[start of Material provided]

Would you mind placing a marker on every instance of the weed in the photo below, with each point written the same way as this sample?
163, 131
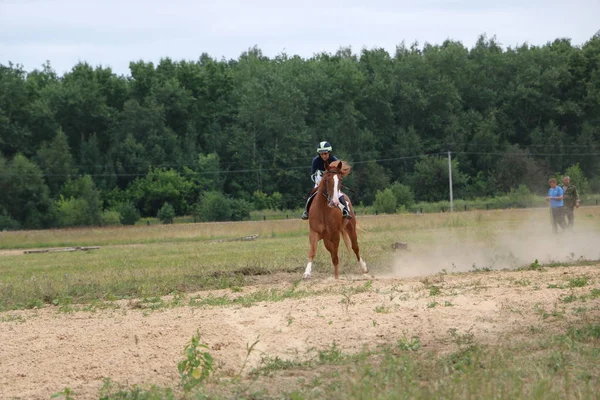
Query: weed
66, 393
12, 318
462, 340
535, 266
197, 365
346, 301
331, 356
382, 309
249, 350
579, 281
406, 344
434, 290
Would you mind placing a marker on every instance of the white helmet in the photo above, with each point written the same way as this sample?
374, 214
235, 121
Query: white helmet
324, 147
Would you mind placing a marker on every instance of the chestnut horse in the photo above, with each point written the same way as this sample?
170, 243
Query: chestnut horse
326, 222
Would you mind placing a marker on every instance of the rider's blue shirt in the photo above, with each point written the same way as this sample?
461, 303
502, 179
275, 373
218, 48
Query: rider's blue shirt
556, 192
319, 164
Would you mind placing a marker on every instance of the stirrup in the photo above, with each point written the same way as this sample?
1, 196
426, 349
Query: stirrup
346, 214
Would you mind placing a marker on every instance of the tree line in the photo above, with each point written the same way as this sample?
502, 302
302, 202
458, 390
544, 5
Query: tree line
218, 138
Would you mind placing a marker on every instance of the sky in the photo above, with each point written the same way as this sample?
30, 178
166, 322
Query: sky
113, 33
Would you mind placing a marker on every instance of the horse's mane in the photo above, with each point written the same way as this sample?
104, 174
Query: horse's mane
345, 166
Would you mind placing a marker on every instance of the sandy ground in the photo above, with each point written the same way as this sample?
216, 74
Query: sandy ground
43, 351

[end of Material provided]

[Problem to work on]: Would you set down the listing exactly, omitting pictures?

[Response for this exercise]:
Would you mind placing a marker on every instance of the weed in the photo below, with each point written the same way as this sample?
163, 131
Query: weed
66, 393
12, 318
462, 340
535, 266
197, 365
346, 301
331, 356
382, 309
249, 350
579, 281
406, 344
434, 290
Would you mind placing a marker on every instance of the white helmet in the photo above, with each point written the same way as this sample?
374, 214
235, 121
Query: white helmet
324, 147
Would you mind placing a marker on every instance of the chestnut horse in the photo above, with each point written the same way as this sample?
170, 243
Query: chestnut horse
326, 222
Would you mind placing a marker on every instance of the rider's blue shirt in the photo above, with each point written the same way as this sample?
461, 303
502, 179
275, 373
218, 48
Query: rider's blue shirt
556, 192
319, 164
Would you mind placing a marker on every instance of the stirrup in the photo above, with each point written the same way as this sample?
1, 196
426, 349
Query: stirrup
346, 214
Would you mind placing a marker on every instance of the tree line in the photo above, with each point written the same way as this sample?
502, 302
302, 202
458, 390
544, 5
Query: tree line
218, 138
Would you mind placing a marker on every instance of the sky in the photo above, with each point written the same way as this sample?
30, 178
166, 322
Query: sky
113, 33
Would you mind placing a marker on every instance of the horse's mane in the photo above, with each point written the same way as this sample?
104, 174
Query: horse's mane
345, 166
Would you mind placing a marker on every instance of the sandy ground in the photo above, with each point written the same way as this sample?
216, 74
Query: sandy ground
43, 351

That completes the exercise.